SET PROBLEM: Locate each line in the data below that contains the string "antler", and copy those lines out in full.

DATASET CONTENT:
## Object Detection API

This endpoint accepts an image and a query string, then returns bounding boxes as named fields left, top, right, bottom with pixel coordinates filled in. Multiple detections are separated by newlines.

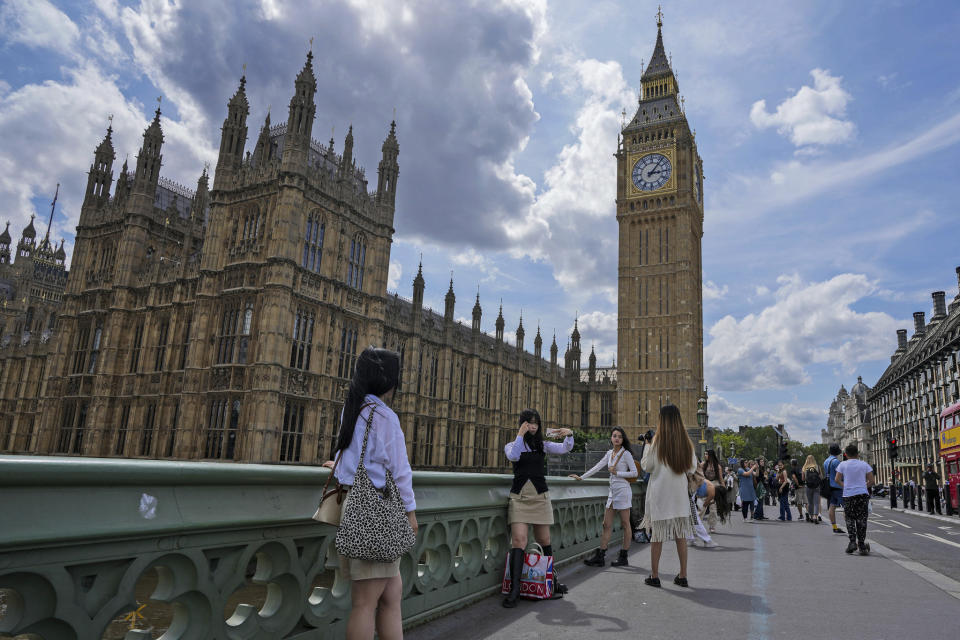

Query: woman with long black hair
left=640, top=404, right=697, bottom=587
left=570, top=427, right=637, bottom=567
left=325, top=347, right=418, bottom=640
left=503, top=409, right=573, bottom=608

* * *

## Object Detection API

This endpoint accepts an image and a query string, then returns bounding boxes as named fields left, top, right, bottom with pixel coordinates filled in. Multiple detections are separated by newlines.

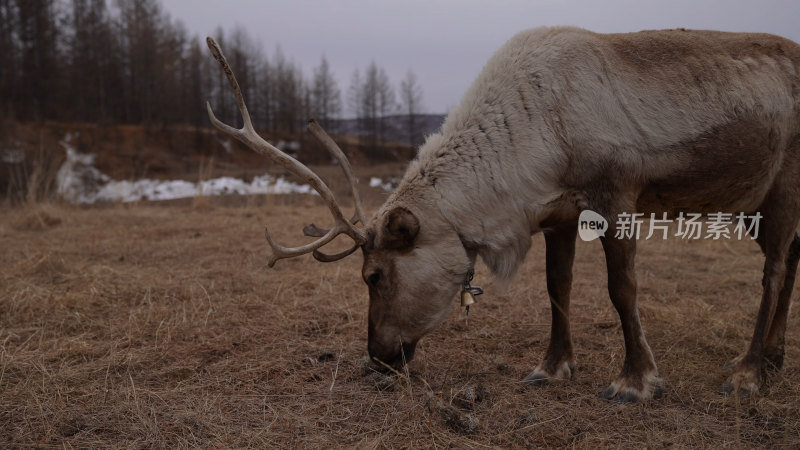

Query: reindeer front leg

==

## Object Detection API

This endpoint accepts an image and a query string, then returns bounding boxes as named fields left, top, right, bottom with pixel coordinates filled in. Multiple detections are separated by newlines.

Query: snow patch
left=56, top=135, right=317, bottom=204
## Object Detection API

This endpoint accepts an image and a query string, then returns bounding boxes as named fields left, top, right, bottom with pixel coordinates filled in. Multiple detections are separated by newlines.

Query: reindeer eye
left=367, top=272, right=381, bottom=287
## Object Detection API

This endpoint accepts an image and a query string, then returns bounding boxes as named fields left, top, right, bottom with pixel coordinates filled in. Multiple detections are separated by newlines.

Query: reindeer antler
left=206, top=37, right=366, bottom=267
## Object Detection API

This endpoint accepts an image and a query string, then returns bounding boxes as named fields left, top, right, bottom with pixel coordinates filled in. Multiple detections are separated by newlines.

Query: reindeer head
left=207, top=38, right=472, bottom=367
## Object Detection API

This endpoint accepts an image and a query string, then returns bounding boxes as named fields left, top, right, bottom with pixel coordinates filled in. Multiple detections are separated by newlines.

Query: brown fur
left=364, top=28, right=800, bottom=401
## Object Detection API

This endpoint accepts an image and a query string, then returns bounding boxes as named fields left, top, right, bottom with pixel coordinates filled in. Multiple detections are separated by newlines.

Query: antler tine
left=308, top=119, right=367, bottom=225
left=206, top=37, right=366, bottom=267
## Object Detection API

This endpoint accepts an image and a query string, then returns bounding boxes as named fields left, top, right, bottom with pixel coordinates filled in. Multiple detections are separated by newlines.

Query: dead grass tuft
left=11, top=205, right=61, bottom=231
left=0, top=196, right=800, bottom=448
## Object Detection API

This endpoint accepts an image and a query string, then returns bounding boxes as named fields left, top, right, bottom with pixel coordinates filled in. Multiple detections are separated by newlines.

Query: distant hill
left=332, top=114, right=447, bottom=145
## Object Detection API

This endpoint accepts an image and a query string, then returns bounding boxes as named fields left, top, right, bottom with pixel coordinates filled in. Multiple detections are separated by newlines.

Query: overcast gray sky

SOLUTION:
Query: reindeer antler
Query: antler tine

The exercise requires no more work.